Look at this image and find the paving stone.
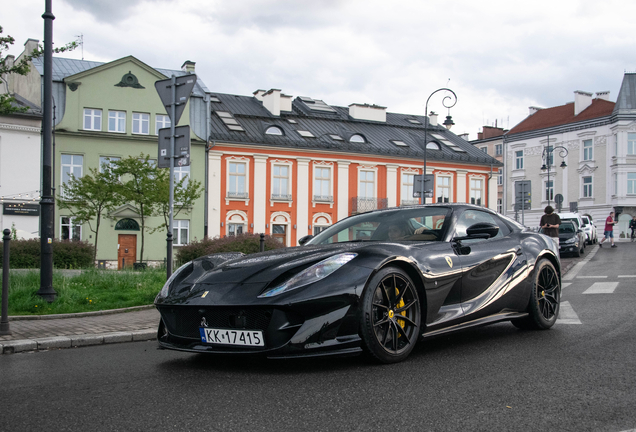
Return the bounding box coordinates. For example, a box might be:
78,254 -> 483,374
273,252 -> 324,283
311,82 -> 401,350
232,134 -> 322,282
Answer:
71,335 -> 104,347
103,332 -> 133,344
37,337 -> 72,350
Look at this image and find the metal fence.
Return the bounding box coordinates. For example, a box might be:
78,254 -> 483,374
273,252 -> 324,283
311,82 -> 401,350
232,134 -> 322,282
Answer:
351,197 -> 388,214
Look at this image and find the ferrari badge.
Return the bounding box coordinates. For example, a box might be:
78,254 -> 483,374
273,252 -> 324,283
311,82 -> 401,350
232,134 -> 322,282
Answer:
445,256 -> 453,268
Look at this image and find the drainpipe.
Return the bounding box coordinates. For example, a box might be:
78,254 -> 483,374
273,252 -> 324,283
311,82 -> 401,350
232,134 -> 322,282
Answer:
204,94 -> 210,238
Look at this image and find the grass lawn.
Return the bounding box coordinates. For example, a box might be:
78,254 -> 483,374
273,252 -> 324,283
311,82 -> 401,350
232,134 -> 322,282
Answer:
3,268 -> 166,316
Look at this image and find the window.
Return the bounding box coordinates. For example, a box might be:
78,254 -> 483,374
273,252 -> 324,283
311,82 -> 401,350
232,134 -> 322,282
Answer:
615,173 -> 618,195
426,142 -> 441,150
497,168 -> 503,185
329,134 -> 343,141
174,166 -> 190,188
349,134 -> 365,143
297,130 -> 315,138
401,173 -> 417,205
583,139 -> 593,161
314,225 -> 329,235
132,112 -> 149,135
228,162 -> 247,198
60,216 -> 81,241
272,224 -> 286,244
216,111 -> 245,132
228,223 -> 244,236
628,133 -> 636,155
272,165 -> 290,200
108,110 -> 126,133
391,140 -> 408,147
436,176 -> 451,203
469,178 -> 483,205
83,109 -> 102,131
628,173 -> 636,194
314,167 -> 332,201
359,171 -> 375,198
582,176 -> 592,198
546,146 -> 554,166
497,198 -> 503,214
515,151 -> 524,169
265,126 -> 283,136
495,144 -> 502,156
61,154 -> 83,198
454,210 -> 509,242
99,156 -> 120,173
545,180 -> 554,201
172,220 -> 189,245
156,114 -> 171,134
480,147 -> 488,154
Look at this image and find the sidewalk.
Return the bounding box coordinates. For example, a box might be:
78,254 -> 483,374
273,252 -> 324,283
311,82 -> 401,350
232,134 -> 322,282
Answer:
0,259 -> 578,355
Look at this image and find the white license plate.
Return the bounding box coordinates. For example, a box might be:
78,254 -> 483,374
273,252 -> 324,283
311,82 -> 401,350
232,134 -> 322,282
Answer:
199,328 -> 265,347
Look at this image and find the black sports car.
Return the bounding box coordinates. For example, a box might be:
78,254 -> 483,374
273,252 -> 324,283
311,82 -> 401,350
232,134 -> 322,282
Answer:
155,204 -> 562,363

= = = =

Each line of the listing above belongs in the answer exactly as written; the pictures do not.

Look at this image and find the paving stone.
Return the bounding box coordinates. For example, a box might be:
78,254 -> 483,374
273,252 -> 324,283
311,82 -> 401,350
232,134 -> 322,282
Answer:
71,335 -> 104,347
103,332 -> 133,344
37,337 -> 72,350
Look at this image and find the metal fence.
Return the bounding box coordinates. For example, a box might be:
78,254 -> 483,374
273,252 -> 324,283
311,82 -> 401,350
232,134 -> 322,282
Answer:
351,197 -> 388,214
Look at this image and find the ferrari badge.
Return the bounding box coordinates. For example, a box might be:
78,254 -> 483,374
273,252 -> 324,283
311,82 -> 401,350
232,134 -> 322,282
Answer:
445,256 -> 453,268
Look at this image and find the drainpipe.
Return the bounding box coordinates. For example, a box might be:
78,254 -> 483,374
273,252 -> 324,283
311,82 -> 401,350
232,134 -> 322,282
Answer:
204,94 -> 210,238
Look at this image and find the grass lawn.
Return the bounding box coordinates. For example, a box might be:
78,254 -> 483,374
273,252 -> 324,283
311,82 -> 401,350
232,134 -> 322,282
Answer:
3,268 -> 166,316
Look at this image and find the window.
Return the bounding box coordinates. For example, a box might be:
78,254 -> 483,374
273,252 -> 324,283
311,82 -> 401,350
232,134 -> 322,282
Answer:
615,173 -> 618,195
426,142 -> 441,150
497,168 -> 503,185
329,134 -> 343,141
174,166 -> 190,188
349,134 -> 365,143
297,130 -> 315,138
401,173 -> 417,205
583,139 -> 593,161
314,225 -> 329,235
132,112 -> 149,135
228,162 -> 247,198
60,216 -> 81,241
272,224 -> 286,244
216,111 -> 245,132
228,223 -> 244,236
628,133 -> 636,155
272,165 -> 290,200
108,110 -> 126,133
391,140 -> 408,147
436,176 -> 451,203
469,178 -> 483,205
83,109 -> 102,131
628,173 -> 636,194
314,167 -> 332,201
359,171 -> 375,198
582,176 -> 592,198
546,146 -> 554,166
497,198 -> 503,214
515,151 -> 524,169
265,126 -> 283,136
495,144 -> 502,156
61,154 -> 83,198
454,210 -> 509,242
99,156 -> 120,173
545,180 -> 554,201
172,220 -> 189,245
156,114 -> 171,134
480,147 -> 488,154
Look at this image and find the sidewalk.
Return the bounding box coordinates. For example, a box might be:
78,254 -> 483,374
273,252 -> 324,283
311,82 -> 401,350
232,134 -> 322,282
Answer:
0,259 -> 578,355
Look at this image and find the white license plate.
Return the bounding box coordinates. For example, a box might be:
78,254 -> 483,374
273,252 -> 324,283
311,82 -> 401,350
232,134 -> 322,282
Answer:
199,328 -> 265,347
Look at this image and find the black sports car.
Return the bounding box coordinates. For example, a box might be:
78,254 -> 483,374
273,252 -> 324,283
311,82 -> 401,350
232,134 -> 322,282
Answer:
155,204 -> 562,363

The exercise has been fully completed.